(Point-based annotation data)
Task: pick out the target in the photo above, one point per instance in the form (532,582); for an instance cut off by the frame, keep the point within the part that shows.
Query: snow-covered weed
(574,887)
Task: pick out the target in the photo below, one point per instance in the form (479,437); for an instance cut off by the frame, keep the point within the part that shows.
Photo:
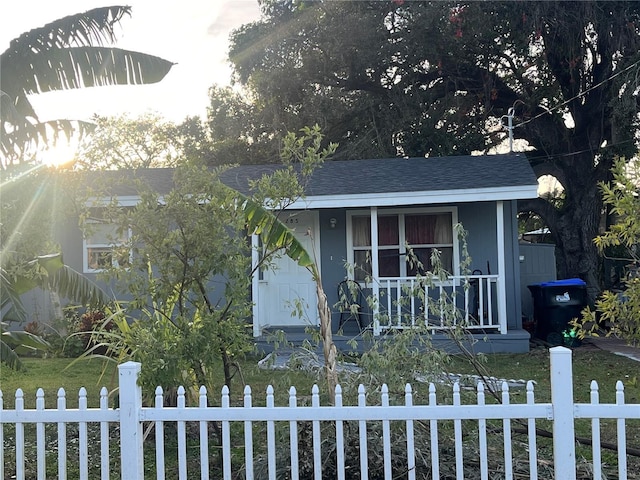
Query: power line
(581,94)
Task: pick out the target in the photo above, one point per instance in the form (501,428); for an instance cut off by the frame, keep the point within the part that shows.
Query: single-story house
(364,215)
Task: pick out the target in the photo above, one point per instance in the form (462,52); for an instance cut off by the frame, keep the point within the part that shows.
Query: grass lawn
(589,363)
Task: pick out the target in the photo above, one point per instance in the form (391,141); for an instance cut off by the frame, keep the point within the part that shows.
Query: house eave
(392,199)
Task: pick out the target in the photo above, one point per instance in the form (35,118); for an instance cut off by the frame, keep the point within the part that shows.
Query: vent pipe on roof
(509,116)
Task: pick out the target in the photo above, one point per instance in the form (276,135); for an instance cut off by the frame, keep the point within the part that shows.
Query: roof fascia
(412,198)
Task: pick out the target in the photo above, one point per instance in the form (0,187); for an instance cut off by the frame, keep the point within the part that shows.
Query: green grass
(589,364)
(50,374)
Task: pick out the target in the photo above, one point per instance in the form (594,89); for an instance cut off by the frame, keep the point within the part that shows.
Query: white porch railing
(296,434)
(474,297)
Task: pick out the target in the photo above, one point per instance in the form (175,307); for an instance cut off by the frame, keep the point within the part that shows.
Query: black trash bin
(555,304)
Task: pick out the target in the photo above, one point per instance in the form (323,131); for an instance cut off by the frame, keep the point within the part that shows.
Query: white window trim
(86,246)
(453,210)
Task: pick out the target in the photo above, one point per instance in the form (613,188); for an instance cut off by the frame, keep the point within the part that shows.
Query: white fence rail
(296,436)
(474,295)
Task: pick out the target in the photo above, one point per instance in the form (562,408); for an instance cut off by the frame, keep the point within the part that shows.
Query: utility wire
(581,94)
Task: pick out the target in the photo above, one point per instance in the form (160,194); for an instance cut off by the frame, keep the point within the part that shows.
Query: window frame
(401,213)
(108,247)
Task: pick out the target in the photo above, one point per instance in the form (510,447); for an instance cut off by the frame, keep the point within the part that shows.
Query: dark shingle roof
(373,176)
(395,175)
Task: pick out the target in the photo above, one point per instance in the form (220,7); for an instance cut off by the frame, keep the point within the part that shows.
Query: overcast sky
(191,33)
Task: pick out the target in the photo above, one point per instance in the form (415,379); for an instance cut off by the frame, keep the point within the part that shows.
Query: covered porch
(476,301)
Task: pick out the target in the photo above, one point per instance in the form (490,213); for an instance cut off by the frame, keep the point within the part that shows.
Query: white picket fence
(241,452)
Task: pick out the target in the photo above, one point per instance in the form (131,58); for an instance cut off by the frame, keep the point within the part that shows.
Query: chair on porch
(350,303)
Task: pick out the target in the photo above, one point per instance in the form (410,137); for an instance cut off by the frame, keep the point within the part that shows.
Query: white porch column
(255,282)
(375,270)
(502,284)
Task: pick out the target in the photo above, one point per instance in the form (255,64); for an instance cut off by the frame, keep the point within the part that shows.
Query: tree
(620,311)
(435,78)
(190,276)
(47,272)
(65,54)
(121,142)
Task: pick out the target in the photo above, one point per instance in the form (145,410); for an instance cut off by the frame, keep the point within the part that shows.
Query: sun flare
(58,155)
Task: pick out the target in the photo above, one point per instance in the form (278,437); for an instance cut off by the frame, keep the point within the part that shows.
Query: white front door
(288,287)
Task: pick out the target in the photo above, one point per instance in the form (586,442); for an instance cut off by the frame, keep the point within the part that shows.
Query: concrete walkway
(616,346)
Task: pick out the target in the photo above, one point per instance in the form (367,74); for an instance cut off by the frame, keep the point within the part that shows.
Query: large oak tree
(68,53)
(387,78)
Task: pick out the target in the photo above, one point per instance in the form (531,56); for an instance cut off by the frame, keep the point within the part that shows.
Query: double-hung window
(105,246)
(399,234)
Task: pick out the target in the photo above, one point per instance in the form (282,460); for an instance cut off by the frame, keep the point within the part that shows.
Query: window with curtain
(419,232)
(105,247)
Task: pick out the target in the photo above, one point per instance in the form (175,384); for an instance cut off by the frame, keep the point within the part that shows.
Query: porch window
(105,246)
(397,233)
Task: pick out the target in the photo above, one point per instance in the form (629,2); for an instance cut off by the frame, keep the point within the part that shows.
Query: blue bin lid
(562,283)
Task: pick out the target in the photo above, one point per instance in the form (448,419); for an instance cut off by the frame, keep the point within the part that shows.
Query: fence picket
(562,411)
(433,433)
(317,445)
(482,435)
(339,436)
(248,437)
(19,437)
(204,436)
(271,436)
(622,438)
(411,449)
(595,434)
(104,436)
(531,432)
(293,436)
(82,436)
(386,434)
(362,432)
(62,437)
(1,437)
(40,438)
(506,433)
(457,433)
(159,427)
(226,435)
(182,436)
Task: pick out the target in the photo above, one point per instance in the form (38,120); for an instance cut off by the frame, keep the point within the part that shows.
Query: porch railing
(473,298)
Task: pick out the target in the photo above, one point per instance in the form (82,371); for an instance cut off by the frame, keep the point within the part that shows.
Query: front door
(289,288)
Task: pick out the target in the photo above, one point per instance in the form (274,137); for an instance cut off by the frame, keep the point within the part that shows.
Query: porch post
(255,282)
(502,290)
(130,396)
(375,270)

- Work to complete
Your task is to extract the lines running from the one with "the form (448,419);" to the end of the material, inclusive, copying each exactly and adding nothing.

- Task output
Task: pick out the target in the photo above, one point per instance in the form (448,419); for an instance cut off by the frame, keep the point within the part that shows.
Query: fence picket
(562,411)
(433,433)
(317,445)
(482,435)
(339,436)
(248,437)
(19,437)
(204,436)
(271,436)
(622,438)
(411,449)
(595,434)
(104,436)
(531,432)
(293,436)
(82,436)
(386,434)
(362,432)
(62,437)
(1,437)
(40,438)
(506,433)
(457,433)
(159,427)
(226,435)
(182,436)
Task: pick out the target in the photo above, one point per instance in the form (38,120); for an instance cut off by the frame, keep the point within the part that shows.
Query: porch railing
(473,298)
Task: pick out the target in the photo above, one point per instance in the form (82,371); for an instance cut off by the frame, keep the point within the part that shows.
Query: front door
(289,288)
Task: pick out the target in the photo above, one point per instance in the form (274,137); for an instance cut off by the frame, keep the point within the part that shows.
Query: porch post
(255,282)
(502,290)
(130,396)
(375,270)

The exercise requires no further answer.